_Written tasks_
a) Extract from the account of the Marukeni Women's Cooperative below the passage starting at "Along the foothills" and ending at "Marukeni Women’s Cooperative.", reproducing it word for word.
b) Extend the account of the Marukeni Women's Cooperative below, picking up after its final sentence.

Originally published on December 4, 2014.
Along the foothills of Mt. Kilimanjaro, cultural norms have long dictated that men’s livelihoods center on coffee farming, while women earn their money through dairy. Given the challenges many smallholder dairy farmers faced in earning viable incomes independently, a group of 98 women decided to join forces in 1997 and form the Marukeni Women’s Cooperative.
Establishing the cooperative was an important first step, but the women still faced serious constraints to their success. Lacking a milk collection infrastructure and a cooling tank, they could only collect milk once a day. They would milk at midnight, and then directly trek on foot to the market in order to sell their milk before 6 a.m., which left them exhausted and unable to do much else the rest of the day. The women’s limited knowledge of animal care, feeding, milk handling and hygiene also severely impeded their production potential. Worst of all, their cooperative was poorly managed, with some of Marukeni’s leaders misappropriating the women’s hard-earned funds.

_Entries provided_
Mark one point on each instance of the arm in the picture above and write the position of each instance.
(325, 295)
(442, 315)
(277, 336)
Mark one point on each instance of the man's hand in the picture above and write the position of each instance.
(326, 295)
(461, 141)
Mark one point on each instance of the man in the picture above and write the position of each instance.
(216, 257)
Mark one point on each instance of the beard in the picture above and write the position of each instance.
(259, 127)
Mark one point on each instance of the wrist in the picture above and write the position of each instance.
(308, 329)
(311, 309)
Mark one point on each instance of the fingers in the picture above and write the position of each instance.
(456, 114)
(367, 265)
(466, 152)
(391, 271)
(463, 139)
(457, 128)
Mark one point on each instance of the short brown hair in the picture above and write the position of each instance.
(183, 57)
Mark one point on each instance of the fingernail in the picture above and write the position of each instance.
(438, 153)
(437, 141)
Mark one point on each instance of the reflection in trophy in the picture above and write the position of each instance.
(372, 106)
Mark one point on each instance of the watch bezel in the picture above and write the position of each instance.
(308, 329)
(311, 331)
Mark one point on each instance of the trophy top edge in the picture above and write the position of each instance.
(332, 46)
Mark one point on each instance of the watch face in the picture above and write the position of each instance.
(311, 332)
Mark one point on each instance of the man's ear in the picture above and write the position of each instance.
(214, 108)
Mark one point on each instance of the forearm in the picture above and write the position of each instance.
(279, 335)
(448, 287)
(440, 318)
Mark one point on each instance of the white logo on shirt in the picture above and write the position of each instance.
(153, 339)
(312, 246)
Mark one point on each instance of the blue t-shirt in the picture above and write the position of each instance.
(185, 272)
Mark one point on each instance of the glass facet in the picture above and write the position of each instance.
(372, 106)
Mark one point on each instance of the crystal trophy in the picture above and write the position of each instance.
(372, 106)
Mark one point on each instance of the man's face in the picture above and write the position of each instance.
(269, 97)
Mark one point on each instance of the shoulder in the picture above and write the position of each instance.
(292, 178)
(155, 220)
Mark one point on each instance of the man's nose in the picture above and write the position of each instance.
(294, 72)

_Task responses_
a)
Along the foothills of Mt. Kilimanjaro, cultural norms have long dictated that men’s livelihoods center on coffee farming, while women earn their money through dairy. Given the challenges many smallholder dairy farmers faced in earning viable incomes independently, a group of 98 women decided to join forces in 1997 and form the Marukeni Women’s Cooperative.

b)
Milk delivery at Marukeni Women's Cooperative
In 2001, under an earlier program funded by USAID, Land O’Lakes began providing Marukeni’s members with training on cooperative governance, farm level production, milk handling and financial management, which led to the removal of its corrupt leaders. Land O’Lakes also facilitated the purchase of a new 1,400 liter milk cooling tank, which enabled them to begin milking twice a day, grow the cooperative to over 300 member, boost collection volumes from under 250 to over 750 liters a day, and greatly expand members’ profits. With the additional money, the women were able to purchase the building that houses their cooling tank and serves as the cooperative’s meeting point. “Before we received help from Land O’Lakes, I didn’t have time to take my children to school, build a proper house or enough food to properly feed my five children,” explained Aquierdo Dorsey, who, like approximately half of Marukeni’s members, is a widow. “But now I’ve been able to help get my children through high school, and even have time to spend at home with my grandchildren.”
Local agricultural official Mr. Umago Chifurai explained that the cooperative’s growth has also played a formative role in improving gender parity and women’s leadership roles in the community, particularly now that men are struggling to make ends meet through coffee farming. “Men are now moving away from the coffee culture. They are helping their wives to plant grass for the cattle, women are more respected in society, and they also have greater economic power.”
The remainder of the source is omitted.